Given data>
──────
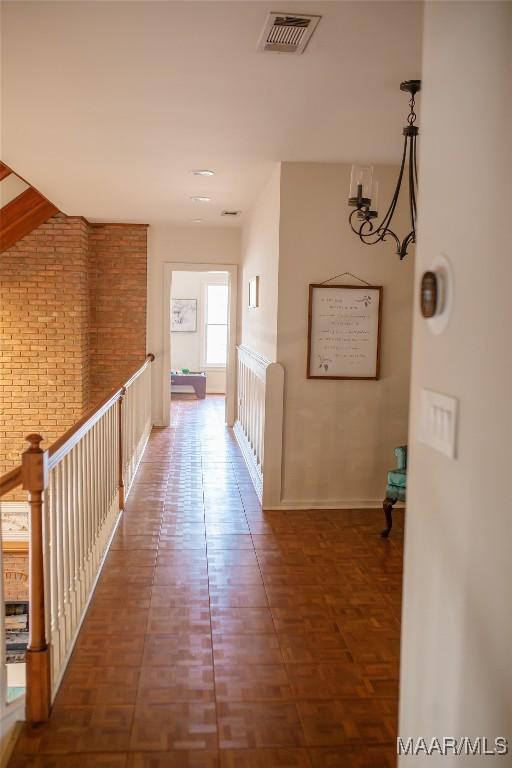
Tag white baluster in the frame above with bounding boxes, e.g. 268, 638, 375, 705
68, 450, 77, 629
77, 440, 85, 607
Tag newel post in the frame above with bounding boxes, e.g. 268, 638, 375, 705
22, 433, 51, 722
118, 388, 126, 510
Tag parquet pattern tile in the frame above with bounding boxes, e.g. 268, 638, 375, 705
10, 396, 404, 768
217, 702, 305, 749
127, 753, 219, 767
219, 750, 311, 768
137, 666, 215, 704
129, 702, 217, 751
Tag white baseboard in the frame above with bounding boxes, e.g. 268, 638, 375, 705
──────
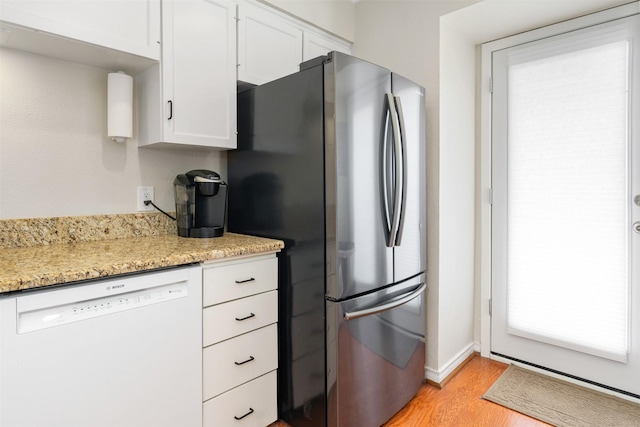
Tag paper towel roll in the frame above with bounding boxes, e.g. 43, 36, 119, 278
──────
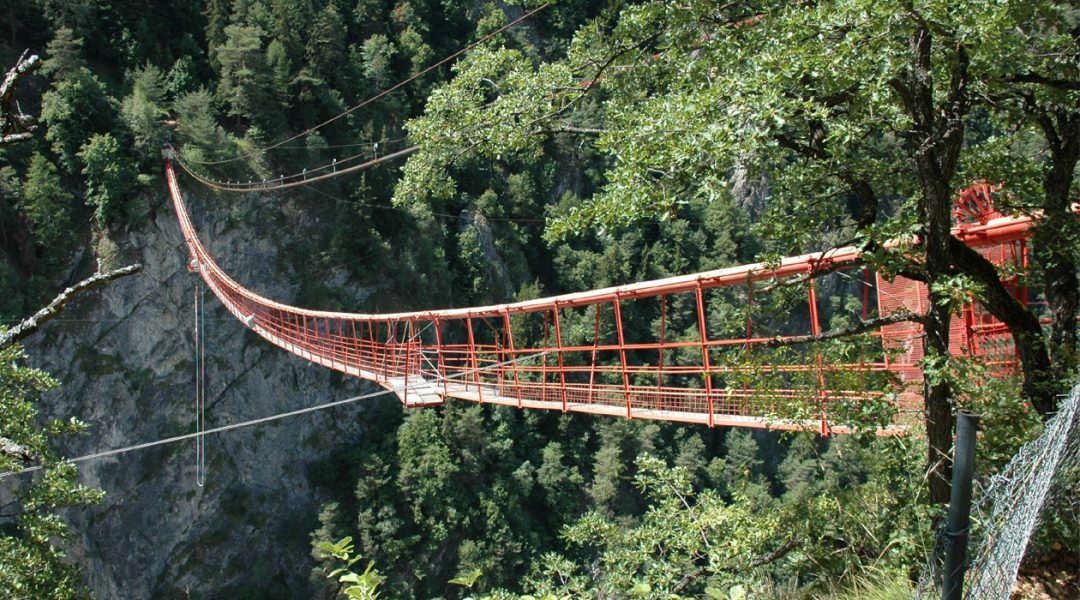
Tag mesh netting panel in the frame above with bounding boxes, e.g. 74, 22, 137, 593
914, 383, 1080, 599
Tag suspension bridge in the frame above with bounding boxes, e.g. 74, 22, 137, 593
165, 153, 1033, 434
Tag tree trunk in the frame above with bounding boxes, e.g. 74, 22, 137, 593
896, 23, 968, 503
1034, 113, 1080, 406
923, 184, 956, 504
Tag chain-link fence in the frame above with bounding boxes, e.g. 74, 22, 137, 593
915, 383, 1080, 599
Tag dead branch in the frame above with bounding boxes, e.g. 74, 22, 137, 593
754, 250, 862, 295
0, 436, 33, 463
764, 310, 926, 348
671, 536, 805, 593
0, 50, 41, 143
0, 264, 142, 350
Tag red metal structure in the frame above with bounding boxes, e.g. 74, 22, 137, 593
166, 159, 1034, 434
──────
Exercise directions> Write out, from the lines above, only those from the line with "Tag white baluster" to the line with "Tag white baseboard", exactly as given, including the first and the last.

Finished task>
Tag white baluster in the frame above with bounding boxes, e.g. 268, 638, 375, 705
68, 450, 77, 629
77, 440, 85, 607
Tag newel post in the frame above with bounding boxes, e.g. 268, 638, 375, 705
22, 433, 51, 722
118, 388, 126, 510
Tag parquet pattern tile in the frame above with bounding boxes, e.g. 268, 638, 375, 705
10, 396, 404, 768
217, 702, 305, 749
127, 753, 219, 767
219, 750, 311, 768
137, 666, 215, 704
129, 702, 217, 751
Tag white baseboard in the frame above with bounding boxes, e.g. 268, 638, 375, 705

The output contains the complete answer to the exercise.